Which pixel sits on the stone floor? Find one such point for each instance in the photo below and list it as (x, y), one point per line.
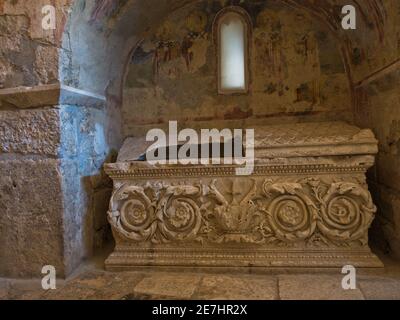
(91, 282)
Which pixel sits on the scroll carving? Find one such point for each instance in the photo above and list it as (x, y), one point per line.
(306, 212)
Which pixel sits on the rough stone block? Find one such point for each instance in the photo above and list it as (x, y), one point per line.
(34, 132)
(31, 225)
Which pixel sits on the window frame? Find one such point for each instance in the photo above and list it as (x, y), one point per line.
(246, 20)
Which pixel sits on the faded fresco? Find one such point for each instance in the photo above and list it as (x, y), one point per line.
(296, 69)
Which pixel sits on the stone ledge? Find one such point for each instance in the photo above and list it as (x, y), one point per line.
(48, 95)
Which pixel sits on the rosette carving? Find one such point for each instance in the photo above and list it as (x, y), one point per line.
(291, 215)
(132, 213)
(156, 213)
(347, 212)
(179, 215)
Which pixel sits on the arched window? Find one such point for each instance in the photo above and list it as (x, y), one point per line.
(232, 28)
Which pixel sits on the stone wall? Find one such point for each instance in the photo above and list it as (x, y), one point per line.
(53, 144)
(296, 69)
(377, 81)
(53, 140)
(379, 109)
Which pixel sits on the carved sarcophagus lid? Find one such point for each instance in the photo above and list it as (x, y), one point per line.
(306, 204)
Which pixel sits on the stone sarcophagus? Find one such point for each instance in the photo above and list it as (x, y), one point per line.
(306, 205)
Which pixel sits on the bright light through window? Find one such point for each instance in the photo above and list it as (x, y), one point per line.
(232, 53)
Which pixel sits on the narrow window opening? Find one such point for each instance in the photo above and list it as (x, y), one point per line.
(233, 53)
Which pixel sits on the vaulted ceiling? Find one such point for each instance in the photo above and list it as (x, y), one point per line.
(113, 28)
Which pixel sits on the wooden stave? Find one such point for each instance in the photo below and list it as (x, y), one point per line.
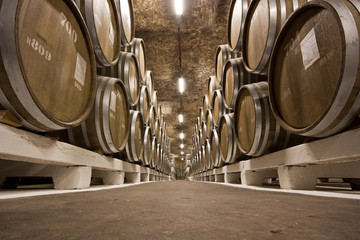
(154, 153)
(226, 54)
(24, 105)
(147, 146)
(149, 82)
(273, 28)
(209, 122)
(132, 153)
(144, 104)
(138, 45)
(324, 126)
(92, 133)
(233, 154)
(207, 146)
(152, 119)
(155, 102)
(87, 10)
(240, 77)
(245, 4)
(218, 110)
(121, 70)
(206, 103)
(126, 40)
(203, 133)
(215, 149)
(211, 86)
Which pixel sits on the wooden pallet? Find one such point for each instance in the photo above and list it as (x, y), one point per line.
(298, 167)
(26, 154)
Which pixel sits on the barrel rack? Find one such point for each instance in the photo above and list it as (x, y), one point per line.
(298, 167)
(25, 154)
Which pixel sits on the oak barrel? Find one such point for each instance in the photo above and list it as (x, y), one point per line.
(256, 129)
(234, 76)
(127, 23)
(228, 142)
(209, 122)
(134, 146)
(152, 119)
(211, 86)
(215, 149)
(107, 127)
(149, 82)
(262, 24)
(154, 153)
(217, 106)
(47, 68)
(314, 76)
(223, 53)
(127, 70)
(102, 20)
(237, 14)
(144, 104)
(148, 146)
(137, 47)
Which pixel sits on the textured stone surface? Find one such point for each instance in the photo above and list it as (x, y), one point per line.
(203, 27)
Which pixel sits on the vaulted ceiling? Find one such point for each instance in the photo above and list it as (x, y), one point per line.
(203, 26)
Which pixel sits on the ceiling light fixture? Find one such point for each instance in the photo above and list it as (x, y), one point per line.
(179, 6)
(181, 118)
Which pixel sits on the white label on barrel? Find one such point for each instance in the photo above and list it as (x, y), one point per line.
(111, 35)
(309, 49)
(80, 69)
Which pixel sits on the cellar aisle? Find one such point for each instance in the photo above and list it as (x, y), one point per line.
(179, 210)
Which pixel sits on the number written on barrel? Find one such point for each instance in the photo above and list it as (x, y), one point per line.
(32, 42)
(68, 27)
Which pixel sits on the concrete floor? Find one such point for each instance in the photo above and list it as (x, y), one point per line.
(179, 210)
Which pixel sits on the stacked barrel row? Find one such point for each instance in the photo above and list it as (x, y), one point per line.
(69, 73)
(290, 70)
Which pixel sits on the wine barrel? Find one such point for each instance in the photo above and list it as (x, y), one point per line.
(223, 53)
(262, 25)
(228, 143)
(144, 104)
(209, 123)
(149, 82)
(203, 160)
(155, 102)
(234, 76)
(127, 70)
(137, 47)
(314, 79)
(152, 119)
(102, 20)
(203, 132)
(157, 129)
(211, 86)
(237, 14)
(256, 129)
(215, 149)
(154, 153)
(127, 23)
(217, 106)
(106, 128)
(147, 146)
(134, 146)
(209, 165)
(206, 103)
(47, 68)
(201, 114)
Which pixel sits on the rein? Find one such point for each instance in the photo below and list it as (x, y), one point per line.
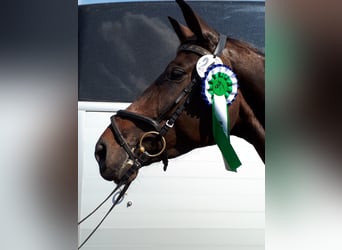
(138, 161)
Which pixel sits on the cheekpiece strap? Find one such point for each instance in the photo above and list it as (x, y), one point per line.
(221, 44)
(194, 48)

__Try it__
Give back each line above verbatim, dropping every picture.

__Answer for this exercise__
Which pixel sits on the stone floor? Find one such point for each instance in the photo below and list it as (x, y), one point per line.
(91, 282)
Which pixel sits on the scroll carving? Find one such point for each instance in the photo above and list it as (x, y), one point per line.
(306, 212)
Which pixel sits on the rough stone block? Find one such point for each instance in the photo above and list it as (x, y), one point per line.
(34, 132)
(31, 225)
Which pixel sits on the window frame? Find one such point for each instance in the photo above and list it as (x, y), one point per line.
(246, 20)
Which pixel sits on the faded fresco? Find one such point for each instance in the photo above and list it as (x, y), one point per line.
(296, 69)
Which pixel sits on the stone ledge? Find one such point for each instance in the photo above and list it as (x, y), one point per line.
(48, 95)
Which pixel sits on the rosette carving? Find one such point for each instance in the photo above and list it as (x, y), one point per line.
(291, 215)
(132, 213)
(156, 213)
(347, 212)
(179, 215)
Which pixel sits on the arched window? Find one such point for each instance in the photo above and list it as (x, y), one point per line.
(232, 28)
Which pixel sits on the stone wall? Find one such point for each instance in the photo above and list it as (x, y), one point per line.
(53, 144)
(296, 69)
(377, 81)
(53, 140)
(379, 109)
Which pixel sits on the carved sarcophagus lid? Find one such point for each instance in the photo above and list it as (x, y), one point per line.
(306, 204)
Which pixel sits on the stone sarcophagus? Find one such point for each instance in the photo above and list it as (x, y), one point per line.
(306, 205)
Which pixel sits on the bright light through window? Find one such point for each instance in the photo above and list it as (x, y), one point per line.
(232, 53)
Which pixel sits on the narrow window opening? Find one such point for each instance in the photo above and list it as (x, y), one point per line.
(233, 53)
Which pixel sits on the vaulted ceiling? Find one such point for each instance in the photo above and list it as (x, y), one point per line.
(113, 28)
Which pixel sits on the wooden stave? Find one such point for each instance in the photo below and list it as (x, y), one point per line.
(154, 153)
(226, 54)
(24, 105)
(147, 146)
(149, 82)
(273, 28)
(209, 122)
(132, 153)
(144, 104)
(138, 45)
(324, 126)
(92, 133)
(233, 154)
(207, 146)
(152, 119)
(155, 102)
(87, 10)
(240, 77)
(245, 4)
(218, 110)
(121, 70)
(206, 103)
(126, 40)
(203, 133)
(215, 149)
(211, 86)
Which pixel sits on the wooden pallet? Find one such point for each instance in the photo above and list it as (x, y), one point per line.
(298, 167)
(26, 154)
Which pixel sits on the barrel rack? Find one such point for each instance in the photo above and list it as (x, y), one point per line.
(298, 167)
(25, 154)
Which pixel sits on the oak barrel? Find one such point for each instance in the photo above and list it as (x, y), one point per line.
(256, 129)
(234, 76)
(127, 23)
(228, 142)
(209, 122)
(134, 146)
(152, 119)
(211, 86)
(215, 149)
(107, 127)
(149, 82)
(262, 24)
(154, 153)
(217, 106)
(47, 68)
(314, 76)
(223, 53)
(127, 70)
(102, 20)
(237, 14)
(144, 104)
(148, 146)
(137, 47)
Which pixel sits on the textured stone surface? Find one such point for each instance in the photo above and list it as (x, y), one point per line.
(203, 27)
Which pixel sits on the vaulted ceiling? Find one such point for each instance in the photo above and list it as (x, y), one point per line.
(203, 26)
Which pixel sits on the ceiling light fixture? Find one such point for each instance in the photo above and list it as (x, y), one point per line.
(179, 6)
(181, 118)
Which pixel sits on the white label on barrel? Find one such point for each instance in the photo above and list it as (x, y), one point per line.
(111, 35)
(309, 49)
(80, 69)
Which pixel sits on the cellar aisle? Find one such point for each instance in the photo above and list it as (x, y), one point per line.
(179, 210)
Which pixel sits on the number written on barrel? Find one such point for each instance in the photo above and list it as (x, y), one point per line.
(32, 42)
(68, 27)
Which pixel sits on the concrete floor? Find one such point for each instance in the photo above and list it as (x, y), one point per line.
(179, 210)
Which pixel sits on the stacked barrel row? Find one such point for each instance in the photo above and list it as (x, y), one point per line.
(69, 73)
(290, 70)
Which pixel sits on the wine barrel? Find one such point for each instance in the photo above and list it as (x, y), one point per line.
(223, 53)
(262, 25)
(228, 143)
(144, 104)
(209, 123)
(149, 82)
(203, 160)
(155, 102)
(234, 76)
(127, 70)
(137, 47)
(314, 79)
(152, 119)
(102, 20)
(203, 132)
(157, 129)
(211, 86)
(237, 14)
(256, 129)
(215, 149)
(154, 153)
(127, 23)
(217, 106)
(106, 128)
(147, 146)
(134, 146)
(209, 165)
(206, 103)
(47, 68)
(201, 114)
Which pixel sits on the rein? Find one such point for each instance in the photo below and list it as (x, y), one point per line.
(138, 161)
Which pixel sits on the cheekpiece strap? Find one such point for each instance in the photo above and list it as (x, y), one point per line.
(221, 44)
(194, 48)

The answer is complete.